• [What needs to be done]: Please update the records from the line containing "Mark a dot on each instance of the overcast" through the end of the records by changing "in this photo" to "in this image" and leaving everything else unchanged. Return only those lines.

• [Entries shown]:
○ ○ ○ ○ ○

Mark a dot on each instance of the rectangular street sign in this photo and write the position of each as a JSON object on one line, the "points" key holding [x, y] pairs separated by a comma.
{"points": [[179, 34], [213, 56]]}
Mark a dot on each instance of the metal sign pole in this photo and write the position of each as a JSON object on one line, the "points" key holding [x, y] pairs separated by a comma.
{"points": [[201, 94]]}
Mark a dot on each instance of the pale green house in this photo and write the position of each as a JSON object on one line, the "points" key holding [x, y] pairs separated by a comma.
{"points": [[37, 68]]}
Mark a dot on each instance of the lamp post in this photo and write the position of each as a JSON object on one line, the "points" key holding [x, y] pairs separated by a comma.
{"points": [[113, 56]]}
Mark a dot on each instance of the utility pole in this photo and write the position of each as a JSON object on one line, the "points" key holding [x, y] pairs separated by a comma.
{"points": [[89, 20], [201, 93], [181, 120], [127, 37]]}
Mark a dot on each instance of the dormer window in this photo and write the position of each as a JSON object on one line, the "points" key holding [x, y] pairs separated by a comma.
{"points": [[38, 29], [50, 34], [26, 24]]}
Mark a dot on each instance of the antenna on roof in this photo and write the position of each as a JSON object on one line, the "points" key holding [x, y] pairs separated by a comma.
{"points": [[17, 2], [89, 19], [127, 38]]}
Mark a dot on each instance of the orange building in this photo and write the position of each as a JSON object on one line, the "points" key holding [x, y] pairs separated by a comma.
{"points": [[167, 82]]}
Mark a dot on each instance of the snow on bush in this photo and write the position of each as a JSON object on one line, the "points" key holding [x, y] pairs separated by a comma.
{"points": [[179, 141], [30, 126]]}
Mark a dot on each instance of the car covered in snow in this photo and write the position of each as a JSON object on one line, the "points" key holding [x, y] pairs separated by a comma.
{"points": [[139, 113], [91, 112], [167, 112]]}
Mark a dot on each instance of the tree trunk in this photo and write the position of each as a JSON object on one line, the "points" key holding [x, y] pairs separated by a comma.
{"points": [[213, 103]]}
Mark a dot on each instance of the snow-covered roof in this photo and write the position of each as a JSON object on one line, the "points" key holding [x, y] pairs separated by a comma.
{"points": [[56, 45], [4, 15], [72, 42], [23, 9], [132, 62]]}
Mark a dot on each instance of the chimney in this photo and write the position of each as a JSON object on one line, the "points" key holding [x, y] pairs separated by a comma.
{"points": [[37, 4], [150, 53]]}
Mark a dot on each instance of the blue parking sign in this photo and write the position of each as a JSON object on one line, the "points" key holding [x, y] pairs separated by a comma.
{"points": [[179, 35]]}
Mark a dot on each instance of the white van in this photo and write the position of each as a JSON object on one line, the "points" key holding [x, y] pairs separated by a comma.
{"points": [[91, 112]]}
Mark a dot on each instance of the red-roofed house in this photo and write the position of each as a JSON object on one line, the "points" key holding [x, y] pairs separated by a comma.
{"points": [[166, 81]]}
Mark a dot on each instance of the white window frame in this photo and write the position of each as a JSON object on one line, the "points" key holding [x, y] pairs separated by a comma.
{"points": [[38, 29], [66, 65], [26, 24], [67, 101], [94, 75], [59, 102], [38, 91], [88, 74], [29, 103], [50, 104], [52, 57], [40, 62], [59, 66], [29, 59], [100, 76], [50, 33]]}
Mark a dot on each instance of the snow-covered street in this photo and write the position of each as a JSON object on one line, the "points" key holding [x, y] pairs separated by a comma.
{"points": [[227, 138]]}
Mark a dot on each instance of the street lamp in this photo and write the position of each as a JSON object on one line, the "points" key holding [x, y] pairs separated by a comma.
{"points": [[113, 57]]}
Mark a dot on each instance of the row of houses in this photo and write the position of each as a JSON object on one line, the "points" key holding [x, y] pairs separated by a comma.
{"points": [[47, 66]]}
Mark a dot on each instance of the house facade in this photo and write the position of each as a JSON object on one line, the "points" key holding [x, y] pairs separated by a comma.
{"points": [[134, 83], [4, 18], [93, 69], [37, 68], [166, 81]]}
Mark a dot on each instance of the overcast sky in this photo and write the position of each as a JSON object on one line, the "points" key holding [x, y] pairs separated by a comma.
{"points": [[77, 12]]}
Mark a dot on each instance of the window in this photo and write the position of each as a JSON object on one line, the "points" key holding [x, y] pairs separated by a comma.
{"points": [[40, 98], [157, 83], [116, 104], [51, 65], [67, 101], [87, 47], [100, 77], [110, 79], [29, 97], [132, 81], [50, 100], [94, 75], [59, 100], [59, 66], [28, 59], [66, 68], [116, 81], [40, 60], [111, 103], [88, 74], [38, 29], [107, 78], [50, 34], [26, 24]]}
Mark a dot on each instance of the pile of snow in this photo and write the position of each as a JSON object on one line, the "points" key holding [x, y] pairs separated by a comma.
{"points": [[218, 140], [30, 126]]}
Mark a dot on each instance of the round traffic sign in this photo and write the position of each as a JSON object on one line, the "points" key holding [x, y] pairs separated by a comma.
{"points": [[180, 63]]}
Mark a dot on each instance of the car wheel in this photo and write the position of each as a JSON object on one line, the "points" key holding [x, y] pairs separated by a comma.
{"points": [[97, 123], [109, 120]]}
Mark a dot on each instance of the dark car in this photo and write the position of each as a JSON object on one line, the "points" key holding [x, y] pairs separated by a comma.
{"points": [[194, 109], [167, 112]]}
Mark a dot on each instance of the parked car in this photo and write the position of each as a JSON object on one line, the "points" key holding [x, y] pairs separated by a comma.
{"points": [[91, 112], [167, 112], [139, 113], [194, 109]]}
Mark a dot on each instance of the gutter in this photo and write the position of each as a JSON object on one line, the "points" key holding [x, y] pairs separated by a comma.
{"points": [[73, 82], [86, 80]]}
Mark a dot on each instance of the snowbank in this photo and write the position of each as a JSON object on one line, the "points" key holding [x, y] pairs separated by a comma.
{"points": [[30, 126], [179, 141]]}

○ ○ ○ ○ ○

• [Worked answer]:
Mark a dot on each instance of the overcast sky in this image and write the position of each as a JSON object on one line, the "points" key holding [x, y] pairs separated by a comma.
{"points": [[77, 12]]}
Mark a dot on each instance of the window in this image and write the position of each as a JSON object on one line, the "points" key holding [x, y] pairs separated by a comma.
{"points": [[40, 98], [157, 83], [116, 104], [51, 65], [67, 101], [87, 47], [100, 77], [110, 79], [29, 97], [132, 81], [50, 100], [94, 75], [59, 100], [59, 66], [28, 59], [66, 68], [116, 81], [40, 60], [111, 103], [88, 74], [38, 29], [107, 78], [50, 34], [26, 24]]}
Mark a dot on each instance of the pile of snow in this image and write the position of each as a JSON object on one line, the "points" key holding [x, y] pairs separated by a comma.
{"points": [[218, 140], [30, 126]]}
Mark a dot on each instance of the round traffic sign in this image and write the position of each as a JSON object on one line, the "points" key holding [x, y] pairs separated by a comma.
{"points": [[180, 63]]}
Mark a dot on each instance of the car wheel in this image and write the position of each as a JSON object on one line, the "points" key holding [x, y] pairs separated by a comma.
{"points": [[97, 123], [109, 120]]}
Mark a dot on each instance of the dark car in this image and write the position of each as a JSON object on one line, the "points" key holding [x, y] pairs separated by a comma.
{"points": [[194, 109], [167, 112]]}
Mark a dot on each instance of the parked car in this image and write the position of each as a JSON object on one line, the "points" key holding [x, y] pairs separated by a comma.
{"points": [[91, 112], [167, 112], [139, 113], [194, 109]]}
Mark a dot on each instance of the gutter in this image and write the position of each as a JSON object on one line, the "points" key holding [x, y] pairs separated by a comma.
{"points": [[73, 82], [86, 80]]}
Mark a dot on each instance of the snowbank in this image and write the position of each as a JSON object on one line, the "points" key holding [x, y] pairs separated by a comma.
{"points": [[30, 126], [179, 141]]}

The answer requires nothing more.